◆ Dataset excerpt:

################

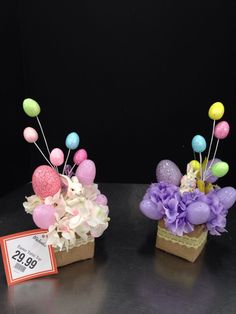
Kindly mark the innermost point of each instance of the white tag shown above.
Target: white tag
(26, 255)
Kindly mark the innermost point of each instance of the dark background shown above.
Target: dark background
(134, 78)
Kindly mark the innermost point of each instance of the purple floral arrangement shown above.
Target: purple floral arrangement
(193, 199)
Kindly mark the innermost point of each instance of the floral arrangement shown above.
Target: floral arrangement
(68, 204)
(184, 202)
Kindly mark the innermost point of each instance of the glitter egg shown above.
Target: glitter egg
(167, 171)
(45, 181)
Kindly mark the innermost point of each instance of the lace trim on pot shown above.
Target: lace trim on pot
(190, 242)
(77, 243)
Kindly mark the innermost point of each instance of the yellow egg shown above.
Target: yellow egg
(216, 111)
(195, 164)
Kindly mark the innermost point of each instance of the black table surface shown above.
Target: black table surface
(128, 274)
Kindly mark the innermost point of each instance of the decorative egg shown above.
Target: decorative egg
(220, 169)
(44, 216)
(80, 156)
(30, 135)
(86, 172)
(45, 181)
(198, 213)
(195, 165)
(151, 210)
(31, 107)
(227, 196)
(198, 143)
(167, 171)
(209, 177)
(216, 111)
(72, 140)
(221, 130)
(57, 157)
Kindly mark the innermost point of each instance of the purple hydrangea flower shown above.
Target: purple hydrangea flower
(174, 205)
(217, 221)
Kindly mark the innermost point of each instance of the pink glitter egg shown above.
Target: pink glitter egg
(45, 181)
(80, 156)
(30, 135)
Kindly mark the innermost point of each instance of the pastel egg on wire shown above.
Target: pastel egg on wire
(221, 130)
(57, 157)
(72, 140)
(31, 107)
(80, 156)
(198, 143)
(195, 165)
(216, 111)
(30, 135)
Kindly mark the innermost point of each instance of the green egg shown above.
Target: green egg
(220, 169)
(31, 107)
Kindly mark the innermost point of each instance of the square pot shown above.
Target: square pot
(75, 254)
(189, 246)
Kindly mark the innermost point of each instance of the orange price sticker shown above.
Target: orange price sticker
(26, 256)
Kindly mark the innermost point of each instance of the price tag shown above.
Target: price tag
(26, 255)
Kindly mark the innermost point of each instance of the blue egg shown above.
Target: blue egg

################

◆ Task instructions: Give the stretch from the line containing "Kindly mark the innermost point of each instance of the blue" through the end of the entries as a JSON list of strings, one string per line, leaving out blank lines.

◆ Solution to this problem:
[
  "Kindly mark the innermost point of each instance of the blue egg shown above.",
  "Target: blue egg"
]